[Required task a]
Can you scale the records from the line containing "Accessibility service: describe where the side" through the end of the records, inclusive, and write out only those lines, requests included? Multiply every bounding box coordinate in the answers by 0.4 and round to whole numbers, with halves rounding up.
---------- Supplied passage ----------
Price-to-Earnings (P/E): Once again, Philips significantly outperforms its industry rivals here. It’s trading at just 18.33 times earnings, which is significantly lower than the average of 37.75 times earnings. Philips stock is not overvalued.
Debt-to-Equity: Three stellar results in a row. Philips has a very conservative debt burden compared to its competitors. Its debts amount to just 41.50% of its equity, while many other electronics companies have sky-high debt levels. The industry average is a whopping 170.34%.
Free Cash Flow per Share Growth: Unfortunately, Philips stock misses the mark in terms of cash flow. It’s only seen 24.94% growth in free cash flow per share. Comparable companies have seen an average growth rate of 162.11%.
Profit Margins: Philips’ profit margin of 8.65% isn’t bad on its own. But it’s a hair below the industry average of 8.85%. We want to see outperformance, not slight underperformance.
Return on Equity: This time, Philips stock is a shade above its rivals. It’s given early investors gains of 11.94%, which beats out the industry average of 9.79%.
----------
[Required task b]
Could you extend the passage on Philips' stock metrics, picking up right after its final sentence?
---------- Stored records ----------
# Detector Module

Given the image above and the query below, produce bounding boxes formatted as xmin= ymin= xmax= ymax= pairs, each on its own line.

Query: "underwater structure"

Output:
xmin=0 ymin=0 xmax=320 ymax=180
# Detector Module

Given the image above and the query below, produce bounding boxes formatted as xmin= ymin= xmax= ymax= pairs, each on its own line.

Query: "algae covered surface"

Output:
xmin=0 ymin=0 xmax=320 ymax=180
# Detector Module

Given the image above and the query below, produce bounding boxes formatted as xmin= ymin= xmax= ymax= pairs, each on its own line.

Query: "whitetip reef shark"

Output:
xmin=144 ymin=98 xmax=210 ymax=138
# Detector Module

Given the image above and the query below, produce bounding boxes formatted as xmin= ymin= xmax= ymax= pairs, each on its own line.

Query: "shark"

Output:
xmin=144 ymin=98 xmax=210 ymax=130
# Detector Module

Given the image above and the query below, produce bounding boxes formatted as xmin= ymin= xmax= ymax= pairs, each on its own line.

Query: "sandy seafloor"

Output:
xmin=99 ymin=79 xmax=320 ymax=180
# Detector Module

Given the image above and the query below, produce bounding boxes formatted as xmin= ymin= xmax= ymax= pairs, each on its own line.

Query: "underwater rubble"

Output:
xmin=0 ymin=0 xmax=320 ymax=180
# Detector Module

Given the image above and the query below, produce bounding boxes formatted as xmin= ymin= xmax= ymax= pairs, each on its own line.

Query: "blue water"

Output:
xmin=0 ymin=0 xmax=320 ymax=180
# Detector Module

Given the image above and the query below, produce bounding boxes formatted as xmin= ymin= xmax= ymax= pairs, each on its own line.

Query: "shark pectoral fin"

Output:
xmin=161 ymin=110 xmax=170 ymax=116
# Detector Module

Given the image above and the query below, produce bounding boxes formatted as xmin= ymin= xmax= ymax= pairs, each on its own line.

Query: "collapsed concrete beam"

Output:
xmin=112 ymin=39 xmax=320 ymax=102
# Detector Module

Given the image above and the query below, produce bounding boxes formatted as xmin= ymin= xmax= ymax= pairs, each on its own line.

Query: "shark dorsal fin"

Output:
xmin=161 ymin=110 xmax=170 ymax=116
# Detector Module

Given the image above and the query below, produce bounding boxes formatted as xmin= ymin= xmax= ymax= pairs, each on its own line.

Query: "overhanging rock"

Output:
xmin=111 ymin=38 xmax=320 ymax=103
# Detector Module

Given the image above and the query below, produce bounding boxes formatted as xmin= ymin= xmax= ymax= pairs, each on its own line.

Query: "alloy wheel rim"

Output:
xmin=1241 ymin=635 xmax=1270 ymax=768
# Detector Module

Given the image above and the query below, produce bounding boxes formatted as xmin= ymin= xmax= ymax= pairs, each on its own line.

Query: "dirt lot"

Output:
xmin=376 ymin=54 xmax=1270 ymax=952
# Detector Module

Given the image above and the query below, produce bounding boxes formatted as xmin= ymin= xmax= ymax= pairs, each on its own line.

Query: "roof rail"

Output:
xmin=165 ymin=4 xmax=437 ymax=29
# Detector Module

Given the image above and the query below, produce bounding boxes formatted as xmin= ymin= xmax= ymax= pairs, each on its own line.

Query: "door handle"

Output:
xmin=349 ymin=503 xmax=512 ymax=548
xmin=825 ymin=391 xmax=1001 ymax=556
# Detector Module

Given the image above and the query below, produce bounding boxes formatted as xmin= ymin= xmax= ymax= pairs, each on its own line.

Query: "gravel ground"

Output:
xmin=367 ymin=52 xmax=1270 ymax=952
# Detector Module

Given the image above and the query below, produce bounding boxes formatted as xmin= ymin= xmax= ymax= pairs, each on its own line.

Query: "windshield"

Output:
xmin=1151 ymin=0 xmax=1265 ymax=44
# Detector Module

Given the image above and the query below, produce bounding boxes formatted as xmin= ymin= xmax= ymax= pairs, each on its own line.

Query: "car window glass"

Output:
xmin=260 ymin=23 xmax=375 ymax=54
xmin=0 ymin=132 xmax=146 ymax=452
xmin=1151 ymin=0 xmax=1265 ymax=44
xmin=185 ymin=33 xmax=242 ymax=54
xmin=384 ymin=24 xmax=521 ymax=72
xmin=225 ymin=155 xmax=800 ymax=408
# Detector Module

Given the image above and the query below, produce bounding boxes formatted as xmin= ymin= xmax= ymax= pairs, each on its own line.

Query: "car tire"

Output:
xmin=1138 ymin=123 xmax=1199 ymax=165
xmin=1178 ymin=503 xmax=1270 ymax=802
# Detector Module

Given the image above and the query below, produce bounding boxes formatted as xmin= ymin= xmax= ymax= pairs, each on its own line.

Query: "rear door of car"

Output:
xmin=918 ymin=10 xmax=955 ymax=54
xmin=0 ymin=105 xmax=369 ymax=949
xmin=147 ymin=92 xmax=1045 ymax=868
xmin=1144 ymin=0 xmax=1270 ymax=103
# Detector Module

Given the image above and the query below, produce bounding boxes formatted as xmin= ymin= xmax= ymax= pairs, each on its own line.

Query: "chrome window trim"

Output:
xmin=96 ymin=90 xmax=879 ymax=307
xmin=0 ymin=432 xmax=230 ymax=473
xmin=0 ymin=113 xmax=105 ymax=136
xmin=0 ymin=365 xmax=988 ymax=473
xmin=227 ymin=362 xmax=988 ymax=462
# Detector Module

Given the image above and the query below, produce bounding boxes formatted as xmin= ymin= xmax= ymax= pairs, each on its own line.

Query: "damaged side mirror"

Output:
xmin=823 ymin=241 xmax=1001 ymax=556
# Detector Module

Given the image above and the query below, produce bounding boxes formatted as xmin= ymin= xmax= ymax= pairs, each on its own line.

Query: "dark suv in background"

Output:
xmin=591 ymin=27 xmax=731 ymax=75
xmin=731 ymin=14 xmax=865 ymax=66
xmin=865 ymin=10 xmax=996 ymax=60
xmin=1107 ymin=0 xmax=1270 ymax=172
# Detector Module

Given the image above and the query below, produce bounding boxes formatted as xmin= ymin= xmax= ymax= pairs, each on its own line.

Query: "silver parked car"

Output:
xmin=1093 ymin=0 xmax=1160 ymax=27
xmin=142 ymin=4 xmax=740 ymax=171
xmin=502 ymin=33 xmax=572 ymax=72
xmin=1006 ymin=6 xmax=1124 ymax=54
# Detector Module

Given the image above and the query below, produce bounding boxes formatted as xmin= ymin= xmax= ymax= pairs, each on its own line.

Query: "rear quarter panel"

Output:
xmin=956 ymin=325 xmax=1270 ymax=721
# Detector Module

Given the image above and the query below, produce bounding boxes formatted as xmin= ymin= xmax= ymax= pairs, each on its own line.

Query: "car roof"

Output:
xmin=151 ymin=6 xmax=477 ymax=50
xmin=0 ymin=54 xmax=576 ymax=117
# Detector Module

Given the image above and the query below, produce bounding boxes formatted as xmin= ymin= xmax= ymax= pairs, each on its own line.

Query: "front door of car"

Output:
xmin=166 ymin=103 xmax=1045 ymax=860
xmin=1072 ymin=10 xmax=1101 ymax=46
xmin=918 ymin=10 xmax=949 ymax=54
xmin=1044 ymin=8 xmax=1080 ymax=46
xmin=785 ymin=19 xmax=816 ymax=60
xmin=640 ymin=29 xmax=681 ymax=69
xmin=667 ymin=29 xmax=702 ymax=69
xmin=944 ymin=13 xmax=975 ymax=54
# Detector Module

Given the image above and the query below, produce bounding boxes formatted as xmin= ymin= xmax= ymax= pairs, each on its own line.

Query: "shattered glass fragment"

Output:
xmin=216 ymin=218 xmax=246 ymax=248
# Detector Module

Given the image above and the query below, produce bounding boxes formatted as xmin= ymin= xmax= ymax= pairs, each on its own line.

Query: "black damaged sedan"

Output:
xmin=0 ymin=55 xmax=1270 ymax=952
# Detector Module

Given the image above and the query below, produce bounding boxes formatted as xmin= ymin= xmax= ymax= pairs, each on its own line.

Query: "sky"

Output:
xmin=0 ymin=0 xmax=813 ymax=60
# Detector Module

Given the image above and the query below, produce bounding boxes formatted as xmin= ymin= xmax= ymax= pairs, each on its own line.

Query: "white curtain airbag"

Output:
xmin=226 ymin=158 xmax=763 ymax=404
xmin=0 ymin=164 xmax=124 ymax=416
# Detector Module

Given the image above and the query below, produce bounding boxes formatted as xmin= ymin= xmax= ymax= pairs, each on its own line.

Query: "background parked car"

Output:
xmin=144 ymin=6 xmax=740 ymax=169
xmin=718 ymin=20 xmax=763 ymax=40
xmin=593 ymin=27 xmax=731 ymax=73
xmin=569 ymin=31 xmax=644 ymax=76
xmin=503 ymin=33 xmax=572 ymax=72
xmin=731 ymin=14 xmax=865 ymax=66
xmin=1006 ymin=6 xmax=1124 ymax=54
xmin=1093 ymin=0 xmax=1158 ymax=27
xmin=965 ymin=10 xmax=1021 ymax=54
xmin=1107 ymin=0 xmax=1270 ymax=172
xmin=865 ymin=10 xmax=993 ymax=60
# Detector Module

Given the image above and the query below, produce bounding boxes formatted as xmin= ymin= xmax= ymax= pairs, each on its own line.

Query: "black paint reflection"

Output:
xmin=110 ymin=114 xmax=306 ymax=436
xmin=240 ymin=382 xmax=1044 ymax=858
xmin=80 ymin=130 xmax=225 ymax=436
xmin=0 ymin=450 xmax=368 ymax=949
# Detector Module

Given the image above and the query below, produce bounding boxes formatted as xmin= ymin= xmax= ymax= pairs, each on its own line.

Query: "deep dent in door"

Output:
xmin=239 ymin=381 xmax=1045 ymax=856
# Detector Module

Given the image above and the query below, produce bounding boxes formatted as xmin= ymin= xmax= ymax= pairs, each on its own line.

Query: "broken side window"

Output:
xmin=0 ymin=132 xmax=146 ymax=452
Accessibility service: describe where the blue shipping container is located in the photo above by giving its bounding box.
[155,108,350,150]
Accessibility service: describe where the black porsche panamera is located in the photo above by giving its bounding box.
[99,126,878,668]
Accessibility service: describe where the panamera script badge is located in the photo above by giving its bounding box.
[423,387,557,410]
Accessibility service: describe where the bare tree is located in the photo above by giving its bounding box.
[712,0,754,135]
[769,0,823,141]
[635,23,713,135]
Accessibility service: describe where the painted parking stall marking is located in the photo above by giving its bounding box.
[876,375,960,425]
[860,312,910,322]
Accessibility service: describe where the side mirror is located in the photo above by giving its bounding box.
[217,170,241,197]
----------
[Written reply a]
Accessibility service: describe where the side mirror is located in the photo above by giving its bounding box.
[87,68,96,79]

[Written reply b]
(Data Retrieved from Bloomberg Finance LP)
Philips stock is a mixed bag in terms of fundamental analysis, but most of its test results are positive.
The company is ahead of the curve in terms of earnings, valuation, debt burden and return on equity. But it falls slightly short in cash flow and profit margin.
In sum, Philips stock definitely has some flaws. But the company seems efficient and thrifty enough to survive whatever the ongoing Euro crisis throws at it.
For these reasons, Philips has earned a grade of B.
*The views and opinions expressed in this article are those of the author and do not necessarily reflect the position of professional analysts.